▶ Items from a data source

□ □ □ □

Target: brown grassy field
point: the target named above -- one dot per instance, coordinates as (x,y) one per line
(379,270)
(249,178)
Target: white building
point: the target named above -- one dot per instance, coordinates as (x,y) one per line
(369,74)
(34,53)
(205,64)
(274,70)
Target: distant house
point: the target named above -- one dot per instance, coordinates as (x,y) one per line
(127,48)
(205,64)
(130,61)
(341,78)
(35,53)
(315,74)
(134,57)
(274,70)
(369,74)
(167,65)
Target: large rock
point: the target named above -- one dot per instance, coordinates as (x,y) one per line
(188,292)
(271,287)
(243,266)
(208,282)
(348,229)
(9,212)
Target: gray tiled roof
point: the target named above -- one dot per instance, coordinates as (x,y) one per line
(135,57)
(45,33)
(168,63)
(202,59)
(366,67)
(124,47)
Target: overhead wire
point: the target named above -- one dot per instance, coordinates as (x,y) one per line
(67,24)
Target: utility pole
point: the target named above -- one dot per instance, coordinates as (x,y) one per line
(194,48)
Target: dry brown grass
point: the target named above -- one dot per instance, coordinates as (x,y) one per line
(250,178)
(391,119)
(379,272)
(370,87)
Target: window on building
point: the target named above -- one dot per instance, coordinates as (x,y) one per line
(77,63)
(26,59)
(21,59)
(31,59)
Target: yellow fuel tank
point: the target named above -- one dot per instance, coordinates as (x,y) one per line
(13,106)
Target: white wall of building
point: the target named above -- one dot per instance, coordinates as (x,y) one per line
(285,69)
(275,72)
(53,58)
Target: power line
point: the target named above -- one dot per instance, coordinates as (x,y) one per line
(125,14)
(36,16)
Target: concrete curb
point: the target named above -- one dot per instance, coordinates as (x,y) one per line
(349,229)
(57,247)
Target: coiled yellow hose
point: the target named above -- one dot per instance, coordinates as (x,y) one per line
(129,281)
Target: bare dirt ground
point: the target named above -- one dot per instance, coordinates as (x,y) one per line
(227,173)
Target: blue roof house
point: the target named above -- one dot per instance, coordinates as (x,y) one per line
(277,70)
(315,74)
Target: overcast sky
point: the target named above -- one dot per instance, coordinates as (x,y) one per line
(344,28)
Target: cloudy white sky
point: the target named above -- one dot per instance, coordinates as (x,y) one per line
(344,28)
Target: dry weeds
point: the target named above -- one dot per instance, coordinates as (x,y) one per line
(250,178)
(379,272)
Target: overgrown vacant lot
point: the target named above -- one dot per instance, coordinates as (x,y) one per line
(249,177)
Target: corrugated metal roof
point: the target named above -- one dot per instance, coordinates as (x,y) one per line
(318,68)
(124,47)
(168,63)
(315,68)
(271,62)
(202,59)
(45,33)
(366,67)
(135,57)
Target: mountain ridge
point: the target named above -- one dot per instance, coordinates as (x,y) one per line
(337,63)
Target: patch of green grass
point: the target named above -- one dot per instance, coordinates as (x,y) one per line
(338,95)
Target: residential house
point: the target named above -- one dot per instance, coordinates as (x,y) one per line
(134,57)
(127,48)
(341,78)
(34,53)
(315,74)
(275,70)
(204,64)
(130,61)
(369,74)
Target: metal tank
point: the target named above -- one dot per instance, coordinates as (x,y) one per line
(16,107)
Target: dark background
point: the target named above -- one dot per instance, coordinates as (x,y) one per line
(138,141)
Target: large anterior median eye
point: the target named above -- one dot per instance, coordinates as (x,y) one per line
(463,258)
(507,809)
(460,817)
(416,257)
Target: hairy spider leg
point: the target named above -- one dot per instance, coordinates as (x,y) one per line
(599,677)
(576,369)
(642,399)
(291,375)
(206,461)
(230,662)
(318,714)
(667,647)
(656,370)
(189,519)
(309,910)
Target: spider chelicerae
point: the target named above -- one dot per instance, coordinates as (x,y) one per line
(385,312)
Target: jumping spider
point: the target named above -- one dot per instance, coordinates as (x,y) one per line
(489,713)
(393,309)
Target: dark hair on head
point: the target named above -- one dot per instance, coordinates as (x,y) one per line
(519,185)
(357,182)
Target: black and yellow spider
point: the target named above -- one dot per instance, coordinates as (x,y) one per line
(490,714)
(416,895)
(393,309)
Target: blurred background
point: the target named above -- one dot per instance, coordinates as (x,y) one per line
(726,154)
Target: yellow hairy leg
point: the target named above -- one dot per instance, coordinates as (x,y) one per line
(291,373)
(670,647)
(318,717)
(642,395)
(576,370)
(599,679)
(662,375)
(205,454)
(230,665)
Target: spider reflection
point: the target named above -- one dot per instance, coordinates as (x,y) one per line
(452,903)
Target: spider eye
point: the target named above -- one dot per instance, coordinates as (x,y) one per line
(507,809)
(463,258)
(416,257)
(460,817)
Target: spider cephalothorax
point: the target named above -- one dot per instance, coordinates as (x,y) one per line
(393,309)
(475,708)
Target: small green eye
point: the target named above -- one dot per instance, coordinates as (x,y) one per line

□ □ □ □

▶ Problem
Please output the records shown above, with every character intact.

▶ Response to this task
Target: brown grassy field
point: the target named above -- one dot per instance, coordinates as (x,y) one per line
(379,270)
(249,178)
Target: white building
point: the target named above -- one dot per instance, coordinates as (x,y) one per line
(369,74)
(34,53)
(205,64)
(274,70)
Target: distant house
point: the target named above -- one dot per instance, coordinates as (x,y) one per line
(127,48)
(205,64)
(130,61)
(341,78)
(35,53)
(315,74)
(134,57)
(274,70)
(369,74)
(167,65)
Target: large rock
point: the target named above -- one dot per instance, coordinates as (x,y) one per line
(188,292)
(271,287)
(243,266)
(208,282)
(348,229)
(9,212)
Target: gray tiled roof
point: the target named above -- one dot per instance, coordinates as (x,y) one per line
(135,57)
(45,33)
(168,63)
(202,59)
(366,67)
(124,47)
Target: overhead wire
point: the target named above -- one dot per instance, coordinates as (x,y) one per line
(67,24)
Target: utility pole
point: the target named above -- one dot per instance, coordinates as (x,y) one per line
(194,48)
Target: dry brown grass
point: the target named above -- one dot per instance, coordinates as (x,y) one per line
(250,178)
(391,119)
(379,272)
(370,87)
Target: window on building
point: the target named above -- one dot per instance, coordinates as (x,y) one per line
(77,63)
(26,59)
(21,59)
(31,59)
Target: yellow fuel tank
point: the target named above -- one dot per instance, coordinates as (x,y) one per line
(13,106)
Target: white wall of building
point: the target named above -- one dot per instance, coordinates as (x,y) one per line
(285,69)
(275,72)
(53,58)
Target: power line
point: the target named above -- one dot per instance, coordinates as (x,y) one per line
(125,14)
(36,16)
Target: concrete curb
point: the target named above -- one dot per instance, coordinates as (x,y) one per line
(349,229)
(57,247)
Target: coiled yellow hose
point: the target named above -- one dot per instance, coordinates as (x,y) one per line
(129,281)
Target: bare dirt ground
point: the target named above -- one dot per instance, coordinates as (x,y) one per line
(227,173)
Target: blue roof house
point: the target named above -- one dot per instance, coordinates as (x,y) one per line
(277,70)
(315,74)
Target: overcast sky
point: the target named above -- one dot per instance, coordinates as (x,y) one per line
(344,28)
Target: cloudy white sky
point: the target named above -- one dot per instance, coordinates as (x,y) one per line
(344,28)
Target: dry weeds
point: the target named above -- one dot per instance, coordinates as (x,y) one per line
(250,178)
(379,272)
Target: overgrown vacant lot
point: the target named above -- one dot per instance, coordinates as (x,y) one per line
(249,177)
Target: corrugated metal roof
point: the target named above -- one dot per instance, coordinates as (x,y) one per line
(318,68)
(124,47)
(168,63)
(315,68)
(271,62)
(202,59)
(45,33)
(366,67)
(135,57)
Target: mountain ridge
point: the target named above -- one dot per instance, coordinates as (x,y) one per line
(337,63)
Target: patch of green grass
point: the target named above -- one dot per instance, coordinates as (x,y) one per line
(338,95)
Target: residential house
point: the target named above -- one dot per instance, coordinates as (x,y) one per line
(134,57)
(127,48)
(341,78)
(34,53)
(315,74)
(275,70)
(204,64)
(130,61)
(369,74)
Target: metal tank
point: the target named above -- one dot per instance, coordinates as (x,y) one per line
(16,107)
Target: dark background
point: the target named above -- one dot per instance, coordinates as (x,y) one per line
(138,141)
Target: large anterior median eye
point: the target named above -- one dot per instance, coordinates as (x,y) one per line
(463,258)
(507,809)
(460,817)
(416,257)
Target: hairy spider leg
point: the target named above -- one dot per instance, coordinates as (x,y) one per line
(599,677)
(576,369)
(642,399)
(291,375)
(206,461)
(230,662)
(318,714)
(667,647)
(656,370)
(189,519)
(309,910)
Target: spider chelicerae
point: the target named above -- one dot per instance, coordinates as (x,y) one per line
(385,312)
Target: jumping spider
point: the target named above -- one dot per instance, coordinates as (x,y) one per line
(489,713)
(393,309)
Target: dark hair on head
point: the target named above -- one dot per instance, coordinates as (x,y) one per line
(519,185)
(357,182)
Target: black and yellow spider
point: the target named above -- one dot per instance, coordinates as (x,y) one per line
(490,714)
(416,895)
(393,309)
Target: blurred background
point: the target named above -- one dot per instance, coordinates as (x,y) one per line
(726,154)
Target: yellow hairy leg
point: the target named above -- one dot per instance, coordinates as (x,y) one per line
(291,373)
(670,647)
(318,717)
(642,395)
(576,370)
(599,679)
(662,375)
(205,454)
(230,665)
Target: spider reflection
point: the target named above -- one dot per instance, coordinates as (x,y) one per line
(452,903)
Target: spider eye
point: the target named above -- one dot per instance, coordinates as (x,y) one per line
(507,809)
(463,258)
(416,257)
(460,817)
Target: spider cephalothorax
point: the target named above -- one dot per instance, coordinates as (x,y) one per line
(393,309)
(475,708)
Target: small green eye
point: the target named above -- one dot per instance, coordinates as (x,y) one per line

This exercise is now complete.